> [Exercise task]
Could you copy out the material below word for word, covering only the stretch from the line containing "Exercise. Point to the window" through the end of the material?

> [Rows]
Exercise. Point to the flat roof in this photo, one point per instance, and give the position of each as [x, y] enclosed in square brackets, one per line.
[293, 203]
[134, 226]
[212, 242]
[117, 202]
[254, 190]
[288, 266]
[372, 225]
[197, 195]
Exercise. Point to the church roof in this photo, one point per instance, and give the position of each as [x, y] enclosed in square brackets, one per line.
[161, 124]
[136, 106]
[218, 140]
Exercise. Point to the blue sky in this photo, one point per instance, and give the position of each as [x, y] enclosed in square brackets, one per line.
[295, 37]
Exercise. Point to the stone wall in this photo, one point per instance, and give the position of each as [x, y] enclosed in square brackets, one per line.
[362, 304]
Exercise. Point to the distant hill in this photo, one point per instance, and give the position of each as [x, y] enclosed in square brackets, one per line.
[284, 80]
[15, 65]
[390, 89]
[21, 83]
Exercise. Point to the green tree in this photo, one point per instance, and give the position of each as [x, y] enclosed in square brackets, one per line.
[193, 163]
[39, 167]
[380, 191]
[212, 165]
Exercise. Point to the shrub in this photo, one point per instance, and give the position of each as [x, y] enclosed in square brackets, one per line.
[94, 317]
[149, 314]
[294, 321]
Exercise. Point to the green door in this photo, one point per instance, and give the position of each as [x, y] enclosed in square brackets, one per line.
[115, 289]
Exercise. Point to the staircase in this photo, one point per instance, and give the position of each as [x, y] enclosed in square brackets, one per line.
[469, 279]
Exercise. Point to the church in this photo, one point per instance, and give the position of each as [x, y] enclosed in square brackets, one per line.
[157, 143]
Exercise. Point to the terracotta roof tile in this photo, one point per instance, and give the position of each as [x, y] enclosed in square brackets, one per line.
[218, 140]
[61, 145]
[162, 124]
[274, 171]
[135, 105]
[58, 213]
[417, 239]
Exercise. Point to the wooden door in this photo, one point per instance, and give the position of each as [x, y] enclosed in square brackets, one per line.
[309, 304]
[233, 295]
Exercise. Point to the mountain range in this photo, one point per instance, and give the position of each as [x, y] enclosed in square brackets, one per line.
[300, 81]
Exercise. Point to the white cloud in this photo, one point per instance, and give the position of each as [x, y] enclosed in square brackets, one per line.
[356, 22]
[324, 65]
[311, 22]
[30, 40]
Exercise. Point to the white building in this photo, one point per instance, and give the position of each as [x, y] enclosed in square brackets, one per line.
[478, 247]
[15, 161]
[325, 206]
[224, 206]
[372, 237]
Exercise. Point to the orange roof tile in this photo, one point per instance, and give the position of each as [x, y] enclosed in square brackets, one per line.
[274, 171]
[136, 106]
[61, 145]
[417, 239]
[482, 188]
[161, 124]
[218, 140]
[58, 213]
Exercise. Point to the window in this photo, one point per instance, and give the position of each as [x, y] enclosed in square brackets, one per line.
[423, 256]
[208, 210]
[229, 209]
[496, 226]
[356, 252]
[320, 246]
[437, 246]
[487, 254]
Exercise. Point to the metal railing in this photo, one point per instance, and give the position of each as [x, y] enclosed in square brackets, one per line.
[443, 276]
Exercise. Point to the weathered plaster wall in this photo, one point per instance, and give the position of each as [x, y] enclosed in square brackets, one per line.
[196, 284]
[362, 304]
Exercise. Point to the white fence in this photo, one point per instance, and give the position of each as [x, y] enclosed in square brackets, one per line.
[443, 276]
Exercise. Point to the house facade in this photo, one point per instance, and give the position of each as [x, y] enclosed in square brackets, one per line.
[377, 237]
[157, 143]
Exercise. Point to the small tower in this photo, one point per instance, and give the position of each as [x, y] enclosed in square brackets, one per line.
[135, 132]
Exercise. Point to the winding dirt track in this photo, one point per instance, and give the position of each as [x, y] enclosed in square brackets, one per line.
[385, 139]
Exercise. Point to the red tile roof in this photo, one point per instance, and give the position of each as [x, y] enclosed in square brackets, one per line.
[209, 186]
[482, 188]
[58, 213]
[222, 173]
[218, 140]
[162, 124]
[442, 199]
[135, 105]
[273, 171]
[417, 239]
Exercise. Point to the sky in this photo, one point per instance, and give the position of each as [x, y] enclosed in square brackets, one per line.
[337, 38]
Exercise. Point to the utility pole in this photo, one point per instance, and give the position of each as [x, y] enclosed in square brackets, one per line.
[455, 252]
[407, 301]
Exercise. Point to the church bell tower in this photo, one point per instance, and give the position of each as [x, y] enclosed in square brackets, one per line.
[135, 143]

> [Result]
Exercise. Point to the window in this photo, one point per instance, and give the position of each as [x, y] enclosed in square brackets, one per line.
[423, 256]
[208, 210]
[229, 209]
[496, 226]
[356, 252]
[320, 246]
[437, 246]
[487, 254]
Exercise. Point to the metal railing in this photo, one point per instance, and give the position of each as [x, y] enclosed in square brackets, one per line.
[443, 276]
Exercise. Point to the weathered plaster wall in this photo, one point per instance, and give the position of each as [x, y] enclosed in square brackets, one per line.
[196, 284]
[362, 304]
Exercise. Point to the white fence in this photo, one point per instance, and give the position of each as [x, y] enclosed in square brackets, one per line.
[443, 276]
Exercise. Point to the house facade in this photo, one point per instance, and give the position of each as [x, y] enclosed in square brackets, one per line.
[377, 237]
[157, 143]
Exercise. Point to the small tower in this photo, one point per instance, and give the position of each as [x, y] enclosed in square brackets, one per line.
[135, 132]
Exercise. Point to the winding dirt track in this photo, one point per instance, and give the position of each as [x, y] enclosed in square brackets, one per line.
[385, 139]
Exercise. Point to the red tile roof in this photo, one point per instance, and give the position of each as [x, y] enclosed in square brackets, one per line.
[209, 186]
[482, 188]
[58, 213]
[222, 173]
[218, 140]
[162, 124]
[442, 199]
[135, 105]
[273, 171]
[417, 239]
Exercise. Point to the sky in this photo, one point per instance, and give the position of each as [x, y] enclosed in square brackets, one per line.
[337, 38]
Exercise. Point to the utility pole in this photo, one point per instance, and give the position of each as [x, y] enclosed in square brackets, one per line.
[455, 252]
[407, 301]
Exercise. Point to the church bell tower in this photo, one point per instance, and give the position of each as [x, y] enclosed in square brackets, one per line.
[135, 143]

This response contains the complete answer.